[What to produce]: What follows is a block of records; restate each one word for word.

[Provided material]:
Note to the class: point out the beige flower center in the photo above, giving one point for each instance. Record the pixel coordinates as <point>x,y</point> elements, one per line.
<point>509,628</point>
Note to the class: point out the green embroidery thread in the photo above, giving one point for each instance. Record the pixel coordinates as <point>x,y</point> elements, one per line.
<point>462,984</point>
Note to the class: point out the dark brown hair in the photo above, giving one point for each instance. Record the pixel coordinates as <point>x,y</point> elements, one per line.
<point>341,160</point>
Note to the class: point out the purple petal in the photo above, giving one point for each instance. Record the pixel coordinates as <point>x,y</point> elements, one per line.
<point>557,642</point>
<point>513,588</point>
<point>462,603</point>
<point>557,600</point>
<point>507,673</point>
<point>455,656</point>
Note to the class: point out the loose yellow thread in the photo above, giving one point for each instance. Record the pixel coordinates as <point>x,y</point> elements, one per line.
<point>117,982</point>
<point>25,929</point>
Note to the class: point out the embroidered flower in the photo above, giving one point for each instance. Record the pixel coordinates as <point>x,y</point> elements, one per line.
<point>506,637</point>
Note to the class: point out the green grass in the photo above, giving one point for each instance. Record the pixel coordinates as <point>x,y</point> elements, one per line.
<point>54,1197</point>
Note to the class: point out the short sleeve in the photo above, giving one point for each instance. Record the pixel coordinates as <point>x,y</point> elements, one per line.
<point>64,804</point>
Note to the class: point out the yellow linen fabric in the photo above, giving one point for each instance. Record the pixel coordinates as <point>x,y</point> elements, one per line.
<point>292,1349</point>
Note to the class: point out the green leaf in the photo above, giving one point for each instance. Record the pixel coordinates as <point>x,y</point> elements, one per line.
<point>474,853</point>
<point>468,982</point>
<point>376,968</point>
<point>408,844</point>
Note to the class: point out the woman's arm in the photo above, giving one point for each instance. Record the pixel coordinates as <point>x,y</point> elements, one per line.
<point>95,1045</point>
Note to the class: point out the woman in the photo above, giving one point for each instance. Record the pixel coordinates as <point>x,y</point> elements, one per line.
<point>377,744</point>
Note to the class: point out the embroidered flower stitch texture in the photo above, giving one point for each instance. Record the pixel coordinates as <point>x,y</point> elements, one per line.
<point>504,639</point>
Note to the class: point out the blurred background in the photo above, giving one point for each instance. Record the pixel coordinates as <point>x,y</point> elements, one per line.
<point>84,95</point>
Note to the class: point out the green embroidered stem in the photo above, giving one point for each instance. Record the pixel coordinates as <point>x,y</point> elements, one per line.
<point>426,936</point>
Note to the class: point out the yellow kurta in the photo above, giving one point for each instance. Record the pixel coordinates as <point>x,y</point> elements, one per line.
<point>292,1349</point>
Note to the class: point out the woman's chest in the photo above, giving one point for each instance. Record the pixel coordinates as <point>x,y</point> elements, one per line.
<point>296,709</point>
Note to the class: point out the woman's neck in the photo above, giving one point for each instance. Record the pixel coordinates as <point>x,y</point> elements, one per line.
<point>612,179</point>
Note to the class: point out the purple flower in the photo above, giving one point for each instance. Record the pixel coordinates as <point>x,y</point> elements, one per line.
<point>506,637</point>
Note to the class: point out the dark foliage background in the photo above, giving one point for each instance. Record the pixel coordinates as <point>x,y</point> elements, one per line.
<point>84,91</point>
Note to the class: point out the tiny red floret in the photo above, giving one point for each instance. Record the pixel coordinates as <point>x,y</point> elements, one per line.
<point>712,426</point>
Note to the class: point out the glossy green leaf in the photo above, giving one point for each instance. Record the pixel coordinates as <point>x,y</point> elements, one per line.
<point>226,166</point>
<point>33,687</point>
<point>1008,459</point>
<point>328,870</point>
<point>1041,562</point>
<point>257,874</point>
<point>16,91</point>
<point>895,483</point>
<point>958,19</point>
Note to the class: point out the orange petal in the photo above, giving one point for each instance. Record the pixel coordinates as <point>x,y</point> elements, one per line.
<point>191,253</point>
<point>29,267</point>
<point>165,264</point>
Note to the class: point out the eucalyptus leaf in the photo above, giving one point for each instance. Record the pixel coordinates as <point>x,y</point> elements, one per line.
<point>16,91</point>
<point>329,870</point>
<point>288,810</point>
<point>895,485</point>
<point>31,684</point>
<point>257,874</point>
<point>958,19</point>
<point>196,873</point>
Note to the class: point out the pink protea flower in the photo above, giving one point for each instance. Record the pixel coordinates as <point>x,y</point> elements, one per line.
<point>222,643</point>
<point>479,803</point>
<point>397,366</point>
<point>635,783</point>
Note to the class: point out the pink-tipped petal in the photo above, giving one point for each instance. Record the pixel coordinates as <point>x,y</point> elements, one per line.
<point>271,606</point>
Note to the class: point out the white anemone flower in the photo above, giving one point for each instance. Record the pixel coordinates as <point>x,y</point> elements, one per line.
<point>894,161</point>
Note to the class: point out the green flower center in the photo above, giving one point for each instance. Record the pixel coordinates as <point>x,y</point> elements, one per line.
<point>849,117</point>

[The output]:
Note to the class: point out the beige flower center in the photo above, giving one point for each instance. Record the pixel coordinates as <point>x,y</point> elements, one per line.
<point>509,628</point>
Note to the class: point out the green embroidery thread in the photo above, giving one point for each instance. Record the pixel coordinates as <point>x,y</point> elements, one per line.
<point>462,984</point>
Note to the class: point out the dark brown hair in the photo above, giving one point for each instance. Record the pixel coordinates as <point>x,y</point> elements, one per line.
<point>341,160</point>
Note to the class: point out the purple petal in the photo above, giving one point for each instance. Record the pixel coordinates as <point>x,y</point> elements, one per line.
<point>557,642</point>
<point>513,588</point>
<point>462,603</point>
<point>557,600</point>
<point>507,673</point>
<point>455,656</point>
Note to the class: point out the loose yellow thread in the photo above, giving one point for each instance. Record the pixel coordinates as <point>x,y</point> elements, one per line.
<point>117,982</point>
<point>25,929</point>
Note to the class: point out the embroidered flower in the photo above, giving one point for each instance. Record the pixel coordinates as <point>x,y</point> elements, one per line.
<point>506,637</point>
Note to the class: point out the green grass in the photo above, giving one point for each instance. Record the pixel coordinates as <point>x,y</point> elements, one per line.
<point>54,1197</point>
Note to the class: point out the short sleeve in the photo above, giving one point for each instance. Record the pixel coordinates as <point>x,y</point> elements, one per line.
<point>64,804</point>
Note to the class: point out the yellow linen fabric in the photo above, giving one point for each instance. Record the pixel coordinates as <point>x,y</point> elements, one per line.
<point>292,1349</point>
Note to the class: point out the green leaf in the photo above, giving one point for each instance. Record the pixel coordinates as <point>x,y</point> elements, one per line.
<point>474,853</point>
<point>468,982</point>
<point>376,968</point>
<point>408,844</point>
Note to the class: point out the woman's arm in the photo above, giving one point for each instance. Record the pixel coordinates as <point>x,y</point> elements, one per line.
<point>95,1045</point>
Note to the class: point out the woman in the photo above, giving one point for each instance. Record the pixel coordinates as <point>x,y</point> elements, one per line.
<point>377,744</point>
Note to the class: point out the embroidered flower stitch texture in the photo above, giving one point for each instance. Record the pixel coordinates as <point>x,y</point> elements, one per line.
<point>504,639</point>
Note to the class: point out the blurred background in the photo above, giving one point for each instance. Record the pixel coordinates as <point>x,y</point> elements, one per line.
<point>84,95</point>
Note to the class: point out the green embroidered stem in the photo above, giving one point for each instance. Record the pixel coordinates as <point>x,y</point> elements, one per line.
<point>426,936</point>
Note to the class: point out the yellow kurta in the photo above, giving one point for each instance. Record the pixel coordinates as <point>x,y</point> elements, one per line.
<point>292,1349</point>
Note to the class: point out the woman's chest in the photo above, giving one point for each instance. Record the pixel coordinates as <point>x,y</point> elements, one per line.
<point>296,709</point>
Note to the class: point out the woman's neck in the photo above, giving one point for each instance. Record the pixel coordinates as <point>x,y</point> elements, one per line.
<point>612,179</point>
Note to the class: point out the purple flower in the photo above, giving one point for each instance. Record the pixel coordinates as <point>x,y</point> elements, one per line.
<point>506,637</point>
Note to the class: point out the dark foliage background in the photo above, giving one point for each instance. Record the pixel coordinates as <point>x,y</point> elements, one per line.
<point>84,91</point>
Note to the class: point out the tiny red floret in the photo above, giving one point for each instance. Record the pixel coordinates as <point>x,y</point> elements, one per line.
<point>712,426</point>
Note to the class: point out the glossy green leaf in the photo above, giving one point for each instance. Record the pixel coordinates as <point>x,y</point> elements, one per line.
<point>226,166</point>
<point>33,687</point>
<point>1008,459</point>
<point>328,870</point>
<point>1041,562</point>
<point>257,874</point>
<point>16,91</point>
<point>895,483</point>
<point>958,19</point>
Note to the class: point out the orange petal in the photo above, giving one point for each instance. Record the pixel coordinates as <point>x,y</point> elements, one per line.
<point>191,253</point>
<point>29,267</point>
<point>165,264</point>
Note to the class: point out the eucalyptus leaf in the photo above, giving one point for each instance. Record the pixel coordinates as <point>x,y</point> elements, one per line.
<point>16,91</point>
<point>329,870</point>
<point>288,810</point>
<point>895,485</point>
<point>31,684</point>
<point>257,874</point>
<point>958,19</point>
<point>196,873</point>
Note to the class: point out the pink protea flower in the photo above, giving one point for each instance. Record the pixel coordinates as <point>x,y</point> elements, one per line.
<point>222,643</point>
<point>479,803</point>
<point>397,366</point>
<point>635,783</point>
Note to the class: point out the pink-tipped petal in the photo above, giving one point for each instance. Record the pixel coordinates as <point>x,y</point> elements, one per line.
<point>271,606</point>
Note to the class: point out the white anemone flower in the photo above, giving one point for each instance. Record the pixel coordinates as <point>x,y</point> elements, one per line.
<point>894,161</point>
Note to the class: point out the green flower center in the photo above, giving one point for each instance. Record the pixel coordinates as <point>x,y</point> elements, one per line.
<point>849,117</point>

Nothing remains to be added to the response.